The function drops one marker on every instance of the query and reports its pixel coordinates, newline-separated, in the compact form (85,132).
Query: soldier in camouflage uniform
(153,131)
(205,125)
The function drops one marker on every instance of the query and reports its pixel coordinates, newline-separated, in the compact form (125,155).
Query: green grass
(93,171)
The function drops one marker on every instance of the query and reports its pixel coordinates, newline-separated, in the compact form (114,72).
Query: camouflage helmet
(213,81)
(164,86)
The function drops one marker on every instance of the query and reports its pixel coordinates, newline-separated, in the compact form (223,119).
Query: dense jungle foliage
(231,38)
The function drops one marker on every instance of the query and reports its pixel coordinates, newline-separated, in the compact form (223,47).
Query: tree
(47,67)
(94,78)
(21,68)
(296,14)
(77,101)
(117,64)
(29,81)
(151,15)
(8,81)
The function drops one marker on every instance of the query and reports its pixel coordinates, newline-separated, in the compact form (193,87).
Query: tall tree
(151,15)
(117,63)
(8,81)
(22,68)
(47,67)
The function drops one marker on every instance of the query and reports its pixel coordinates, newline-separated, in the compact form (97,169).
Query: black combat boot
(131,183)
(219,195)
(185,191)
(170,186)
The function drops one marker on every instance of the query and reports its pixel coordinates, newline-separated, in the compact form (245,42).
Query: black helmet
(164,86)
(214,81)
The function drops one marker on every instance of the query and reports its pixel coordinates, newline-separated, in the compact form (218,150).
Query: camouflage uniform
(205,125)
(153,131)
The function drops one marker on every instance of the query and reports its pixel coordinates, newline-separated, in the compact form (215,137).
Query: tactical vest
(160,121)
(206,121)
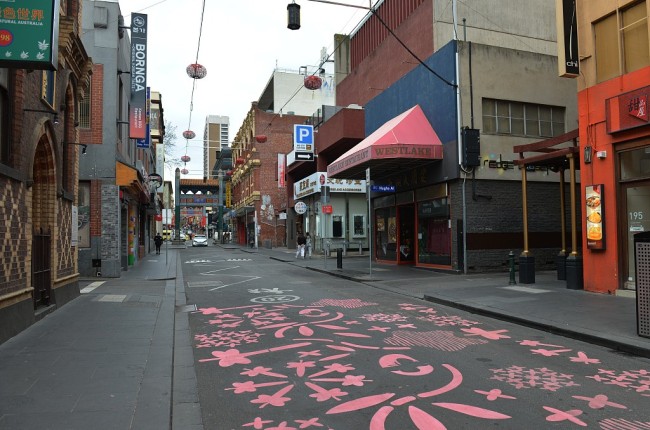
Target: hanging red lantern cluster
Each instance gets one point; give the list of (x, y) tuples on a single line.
[(196, 71), (313, 82)]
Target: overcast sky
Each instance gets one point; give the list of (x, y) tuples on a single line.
[(241, 43)]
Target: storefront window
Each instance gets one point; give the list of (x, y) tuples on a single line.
[(386, 234), (434, 234)]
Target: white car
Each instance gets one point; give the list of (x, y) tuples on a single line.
[(200, 240)]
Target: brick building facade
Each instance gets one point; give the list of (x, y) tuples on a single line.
[(38, 180)]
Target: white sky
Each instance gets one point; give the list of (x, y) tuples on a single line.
[(242, 42)]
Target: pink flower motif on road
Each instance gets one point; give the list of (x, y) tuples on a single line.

* [EXERCISE DETAILS]
Exclude every picture and copy the remaining data exactly.

* [OUTPUT OF THE EXERCISE]
The function drops one marker on every instance of the query and reports its pixel coordinates, newline-separated, in the compact form (85,132).
Query: soldier in camouflage uniform
(153,131)
(205,125)
The function drops one marker on every instance of the query and reports its pixel coordinates, newline-separated, in the compact form (125,155).
Query: green grass
(93,171)
The function drops one marker on every instance of the query and reports its pixel coordinates, newline-separated, in the compact form (114,72).
Query: camouflage helmet
(213,81)
(164,86)
The function drops one marker on every instance of the query and reports its pixel coordinates, newline-separated, in the compact form (223,119).
Query: dense jungle foliage
(231,38)
The function drops one marker on every instance of the query and reports its pixel coordinates, newline-separated, in the compact form (223,47).
Query: tree
(47,67)
(94,78)
(21,68)
(296,14)
(77,101)
(117,64)
(29,81)
(151,15)
(8,81)
The function drops one marker on every instance of the query and reports its pixel coordinates, newline-separated, in the compact form (193,87).
Query: tall tree
(151,15)
(117,63)
(8,81)
(22,68)
(47,67)
The function drops one marker on every instance of the query and reports its pixel coordinates, newline-separated, in the compact form (97,169).
Query: black combat boot
(131,183)
(219,195)
(185,191)
(170,186)
The function drops one marker on every instance of the query and reports its pixel coordinates, newline-separated, in the compact form (245,42).
Query: black helmet
(164,86)
(214,81)
The function drops one marker on every instance of the query and reports its pixel coordinates, newline-separated, in the compact form (218,150).
Query: camouflage uniform
(205,125)
(153,131)
The function drops one marker on every instance of the query and reports its pixel coordinates, newline-separated, in the compact form (215,137).
Query: tactical vest
(160,121)
(206,121)
Target: hanging red lantern cluster
Each instance gets one point; give the list of (x, y) tuples on a single line.
[(196, 71), (313, 82)]
Target: overcast sky
Each instance gets one point; give the list of (x, y) tuples on a single line.
[(241, 43)]
Target: storefront window
Each instance gets one point; give the list of (x, y) tuples on a single line.
[(386, 234), (434, 234)]
Target: white car
Each instance gets one point; give the list of (x, y) tuples on a single line.
[(200, 240)]
Target: brick building facade
Each instance gets one point; give the list of (x, y) tuples on a single line.
[(38, 180)]
Target: white sky
Each instance gets one point; give the list of (x, y) tuples on a single line.
[(242, 42)]
Target: pink flower motif on road
Each instance gets one point; give the list of (x, y) tuples on a single line.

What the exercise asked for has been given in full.